DATA TO EXAMINE ::
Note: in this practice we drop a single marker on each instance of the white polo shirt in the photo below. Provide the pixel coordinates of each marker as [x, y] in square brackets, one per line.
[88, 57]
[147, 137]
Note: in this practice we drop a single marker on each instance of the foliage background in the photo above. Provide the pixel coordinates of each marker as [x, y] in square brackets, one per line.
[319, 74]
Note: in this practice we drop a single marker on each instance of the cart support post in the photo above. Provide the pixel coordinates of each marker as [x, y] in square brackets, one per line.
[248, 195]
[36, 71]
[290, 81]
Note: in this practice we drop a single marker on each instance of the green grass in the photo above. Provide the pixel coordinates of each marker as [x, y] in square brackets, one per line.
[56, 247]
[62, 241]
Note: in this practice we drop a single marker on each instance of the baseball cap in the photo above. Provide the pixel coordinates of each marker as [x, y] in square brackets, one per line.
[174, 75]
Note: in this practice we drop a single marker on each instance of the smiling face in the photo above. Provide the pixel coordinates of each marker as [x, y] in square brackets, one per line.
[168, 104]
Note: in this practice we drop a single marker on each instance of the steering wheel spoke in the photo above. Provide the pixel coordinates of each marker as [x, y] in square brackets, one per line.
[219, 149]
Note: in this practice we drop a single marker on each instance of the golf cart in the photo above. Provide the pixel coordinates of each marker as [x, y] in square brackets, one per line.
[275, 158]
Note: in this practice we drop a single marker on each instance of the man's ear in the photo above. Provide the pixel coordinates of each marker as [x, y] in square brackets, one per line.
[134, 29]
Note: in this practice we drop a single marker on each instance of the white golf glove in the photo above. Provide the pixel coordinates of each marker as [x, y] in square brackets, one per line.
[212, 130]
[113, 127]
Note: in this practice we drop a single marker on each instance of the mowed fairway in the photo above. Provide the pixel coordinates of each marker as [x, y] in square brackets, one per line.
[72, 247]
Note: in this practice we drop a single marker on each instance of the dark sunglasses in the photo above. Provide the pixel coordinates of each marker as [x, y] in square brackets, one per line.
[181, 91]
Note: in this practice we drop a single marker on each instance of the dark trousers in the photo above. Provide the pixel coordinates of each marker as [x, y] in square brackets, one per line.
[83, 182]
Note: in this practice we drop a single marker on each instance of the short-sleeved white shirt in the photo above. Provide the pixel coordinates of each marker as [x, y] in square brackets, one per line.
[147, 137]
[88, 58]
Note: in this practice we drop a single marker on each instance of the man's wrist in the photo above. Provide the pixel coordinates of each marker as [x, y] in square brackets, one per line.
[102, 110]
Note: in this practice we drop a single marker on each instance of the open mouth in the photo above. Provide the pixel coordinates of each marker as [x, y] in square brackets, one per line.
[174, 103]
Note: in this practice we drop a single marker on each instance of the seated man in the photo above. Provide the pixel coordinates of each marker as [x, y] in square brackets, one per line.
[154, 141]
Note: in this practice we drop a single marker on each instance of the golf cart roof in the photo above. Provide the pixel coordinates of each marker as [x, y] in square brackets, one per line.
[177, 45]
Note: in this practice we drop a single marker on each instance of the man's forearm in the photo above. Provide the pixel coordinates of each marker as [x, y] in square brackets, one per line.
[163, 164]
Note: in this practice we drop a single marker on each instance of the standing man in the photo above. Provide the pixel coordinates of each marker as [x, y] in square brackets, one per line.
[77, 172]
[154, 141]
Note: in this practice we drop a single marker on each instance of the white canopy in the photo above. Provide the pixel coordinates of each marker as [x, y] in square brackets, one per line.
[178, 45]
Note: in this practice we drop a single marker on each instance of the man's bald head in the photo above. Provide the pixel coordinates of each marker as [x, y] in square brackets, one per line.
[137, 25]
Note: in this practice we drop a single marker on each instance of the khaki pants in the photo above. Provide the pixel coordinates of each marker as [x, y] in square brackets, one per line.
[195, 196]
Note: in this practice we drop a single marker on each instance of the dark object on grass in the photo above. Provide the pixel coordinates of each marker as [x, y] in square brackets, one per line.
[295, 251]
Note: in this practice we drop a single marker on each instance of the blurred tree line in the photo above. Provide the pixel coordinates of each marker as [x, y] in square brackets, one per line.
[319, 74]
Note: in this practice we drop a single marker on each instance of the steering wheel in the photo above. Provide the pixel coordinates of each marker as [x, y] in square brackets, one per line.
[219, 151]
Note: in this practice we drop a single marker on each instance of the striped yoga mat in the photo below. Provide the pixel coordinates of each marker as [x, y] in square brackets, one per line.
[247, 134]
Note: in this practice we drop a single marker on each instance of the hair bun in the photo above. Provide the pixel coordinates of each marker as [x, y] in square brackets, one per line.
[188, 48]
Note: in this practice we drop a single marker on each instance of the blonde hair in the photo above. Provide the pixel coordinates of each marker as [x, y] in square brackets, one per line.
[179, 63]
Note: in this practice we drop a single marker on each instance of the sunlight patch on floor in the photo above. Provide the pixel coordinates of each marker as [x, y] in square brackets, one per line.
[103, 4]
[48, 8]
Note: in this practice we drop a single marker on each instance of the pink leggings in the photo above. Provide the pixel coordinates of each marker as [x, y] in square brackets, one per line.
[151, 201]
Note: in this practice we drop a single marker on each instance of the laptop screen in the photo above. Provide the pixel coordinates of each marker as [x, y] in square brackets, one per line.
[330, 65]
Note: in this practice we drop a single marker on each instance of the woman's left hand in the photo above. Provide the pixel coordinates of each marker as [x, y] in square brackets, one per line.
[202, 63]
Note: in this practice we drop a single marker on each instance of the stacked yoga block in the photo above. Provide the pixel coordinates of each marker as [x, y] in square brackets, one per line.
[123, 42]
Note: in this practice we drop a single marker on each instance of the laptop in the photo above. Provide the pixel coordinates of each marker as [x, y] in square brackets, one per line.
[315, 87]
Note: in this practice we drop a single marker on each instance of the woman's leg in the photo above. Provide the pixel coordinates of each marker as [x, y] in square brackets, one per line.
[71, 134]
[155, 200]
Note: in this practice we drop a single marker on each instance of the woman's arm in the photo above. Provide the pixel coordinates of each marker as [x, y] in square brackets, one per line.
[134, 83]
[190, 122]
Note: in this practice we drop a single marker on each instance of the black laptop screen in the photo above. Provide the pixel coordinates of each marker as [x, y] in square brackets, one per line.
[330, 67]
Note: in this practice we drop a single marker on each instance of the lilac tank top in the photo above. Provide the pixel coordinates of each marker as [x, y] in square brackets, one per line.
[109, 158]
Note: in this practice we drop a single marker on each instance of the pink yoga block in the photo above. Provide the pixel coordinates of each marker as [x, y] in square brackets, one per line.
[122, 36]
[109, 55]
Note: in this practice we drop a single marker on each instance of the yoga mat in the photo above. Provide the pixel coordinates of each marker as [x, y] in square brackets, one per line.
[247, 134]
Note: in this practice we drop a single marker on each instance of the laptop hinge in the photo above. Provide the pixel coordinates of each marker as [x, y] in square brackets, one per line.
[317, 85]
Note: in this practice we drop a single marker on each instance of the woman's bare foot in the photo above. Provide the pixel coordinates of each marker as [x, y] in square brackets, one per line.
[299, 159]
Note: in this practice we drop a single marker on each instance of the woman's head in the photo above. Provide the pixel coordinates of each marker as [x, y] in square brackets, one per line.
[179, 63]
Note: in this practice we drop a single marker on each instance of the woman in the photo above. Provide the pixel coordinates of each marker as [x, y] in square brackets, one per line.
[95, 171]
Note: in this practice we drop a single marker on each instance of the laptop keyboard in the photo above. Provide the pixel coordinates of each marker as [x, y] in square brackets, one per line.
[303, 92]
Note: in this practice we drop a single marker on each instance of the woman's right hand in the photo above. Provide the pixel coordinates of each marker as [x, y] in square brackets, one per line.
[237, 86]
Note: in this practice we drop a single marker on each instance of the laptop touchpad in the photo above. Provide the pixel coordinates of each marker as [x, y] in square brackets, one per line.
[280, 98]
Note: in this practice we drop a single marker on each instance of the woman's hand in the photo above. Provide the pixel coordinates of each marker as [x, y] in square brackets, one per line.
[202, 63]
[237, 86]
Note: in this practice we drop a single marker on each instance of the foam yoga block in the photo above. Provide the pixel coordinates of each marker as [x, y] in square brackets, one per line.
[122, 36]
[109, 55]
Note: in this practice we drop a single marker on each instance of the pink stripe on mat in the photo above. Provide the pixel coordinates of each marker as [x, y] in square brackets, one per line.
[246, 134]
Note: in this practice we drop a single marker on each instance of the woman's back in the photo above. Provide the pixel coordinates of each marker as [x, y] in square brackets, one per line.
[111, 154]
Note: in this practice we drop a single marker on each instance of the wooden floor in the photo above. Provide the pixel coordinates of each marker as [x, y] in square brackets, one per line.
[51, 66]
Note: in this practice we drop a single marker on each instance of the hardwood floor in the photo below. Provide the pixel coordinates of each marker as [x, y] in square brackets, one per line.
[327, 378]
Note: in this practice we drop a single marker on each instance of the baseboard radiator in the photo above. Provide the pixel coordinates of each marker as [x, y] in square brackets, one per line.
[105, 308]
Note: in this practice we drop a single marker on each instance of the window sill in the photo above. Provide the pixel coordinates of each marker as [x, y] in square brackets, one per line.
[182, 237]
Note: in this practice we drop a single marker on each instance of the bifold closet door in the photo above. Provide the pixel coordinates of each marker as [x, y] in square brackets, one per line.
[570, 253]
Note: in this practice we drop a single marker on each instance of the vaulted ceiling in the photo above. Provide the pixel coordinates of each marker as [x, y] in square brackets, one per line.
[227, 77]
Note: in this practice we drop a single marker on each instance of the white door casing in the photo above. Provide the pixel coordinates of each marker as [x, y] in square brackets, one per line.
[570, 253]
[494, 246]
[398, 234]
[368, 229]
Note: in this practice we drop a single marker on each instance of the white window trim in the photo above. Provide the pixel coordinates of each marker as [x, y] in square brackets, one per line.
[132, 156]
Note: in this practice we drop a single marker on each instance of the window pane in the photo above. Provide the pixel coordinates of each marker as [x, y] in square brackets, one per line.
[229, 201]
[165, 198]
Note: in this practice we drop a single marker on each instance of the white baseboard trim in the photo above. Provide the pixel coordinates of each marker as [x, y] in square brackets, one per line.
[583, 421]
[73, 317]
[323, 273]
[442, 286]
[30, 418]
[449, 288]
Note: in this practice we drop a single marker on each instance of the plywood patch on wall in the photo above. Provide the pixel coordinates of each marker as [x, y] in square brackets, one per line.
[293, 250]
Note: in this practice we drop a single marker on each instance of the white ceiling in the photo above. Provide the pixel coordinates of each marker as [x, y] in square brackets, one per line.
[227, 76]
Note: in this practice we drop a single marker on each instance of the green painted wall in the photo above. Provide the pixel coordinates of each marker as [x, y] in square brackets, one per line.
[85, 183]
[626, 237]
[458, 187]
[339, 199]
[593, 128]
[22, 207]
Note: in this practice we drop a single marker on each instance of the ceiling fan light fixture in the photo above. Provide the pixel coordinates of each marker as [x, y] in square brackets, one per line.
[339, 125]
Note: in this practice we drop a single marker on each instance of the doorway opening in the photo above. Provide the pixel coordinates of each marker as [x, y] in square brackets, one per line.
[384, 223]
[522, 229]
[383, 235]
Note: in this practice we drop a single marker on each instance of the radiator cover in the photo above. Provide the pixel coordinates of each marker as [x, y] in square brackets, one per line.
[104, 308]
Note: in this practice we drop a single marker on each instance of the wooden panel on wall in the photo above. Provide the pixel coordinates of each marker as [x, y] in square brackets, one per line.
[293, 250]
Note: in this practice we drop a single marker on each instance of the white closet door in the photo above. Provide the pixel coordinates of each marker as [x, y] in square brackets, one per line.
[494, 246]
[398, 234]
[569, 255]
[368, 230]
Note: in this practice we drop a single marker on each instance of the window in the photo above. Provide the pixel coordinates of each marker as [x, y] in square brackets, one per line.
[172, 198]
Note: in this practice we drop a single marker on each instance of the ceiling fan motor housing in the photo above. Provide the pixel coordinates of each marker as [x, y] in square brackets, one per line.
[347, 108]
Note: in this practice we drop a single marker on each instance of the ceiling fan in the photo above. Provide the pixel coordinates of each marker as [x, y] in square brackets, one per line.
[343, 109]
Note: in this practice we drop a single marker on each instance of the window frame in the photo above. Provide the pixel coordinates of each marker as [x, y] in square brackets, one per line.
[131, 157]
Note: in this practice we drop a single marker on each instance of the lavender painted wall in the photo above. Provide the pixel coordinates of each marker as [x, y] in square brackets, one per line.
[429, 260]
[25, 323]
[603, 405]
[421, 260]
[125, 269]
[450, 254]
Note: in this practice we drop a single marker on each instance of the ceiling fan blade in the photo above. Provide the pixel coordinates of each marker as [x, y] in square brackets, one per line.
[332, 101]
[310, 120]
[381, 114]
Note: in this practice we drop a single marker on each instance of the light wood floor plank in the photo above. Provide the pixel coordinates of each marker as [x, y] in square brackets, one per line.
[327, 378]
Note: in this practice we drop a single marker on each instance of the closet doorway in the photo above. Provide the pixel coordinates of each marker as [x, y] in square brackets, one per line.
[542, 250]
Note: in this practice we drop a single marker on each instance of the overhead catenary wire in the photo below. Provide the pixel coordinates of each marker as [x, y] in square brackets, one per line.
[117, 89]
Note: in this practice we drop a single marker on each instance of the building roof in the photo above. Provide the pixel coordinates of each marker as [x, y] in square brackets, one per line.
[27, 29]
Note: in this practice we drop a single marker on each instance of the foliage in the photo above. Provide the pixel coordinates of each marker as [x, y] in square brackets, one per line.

EXERCISE DIRECTIONS ::
The requested output is the line holding "of the overhead" and every line after it up to the last line of the listing, exactly, with nothing else.

ANSWER BELOW ::
Note: in this practice we drop a single marker on each instance of the overhead catenary wire in the photo below. Provide the pixel coordinates of each marker as [x, y] in square brackets, one per line.
[117, 89]
Note: in this practice we drop a single marker on each instance of the building roof in the photo above. Provide the pixel coordinates of each marker as [x, y] in square brackets, one per line.
[27, 29]
Note: in this practice we drop a single marker on each instance of the foliage in the photo above. Provide the pixel coordinates of each marker as [x, y] in square brackets, one per line.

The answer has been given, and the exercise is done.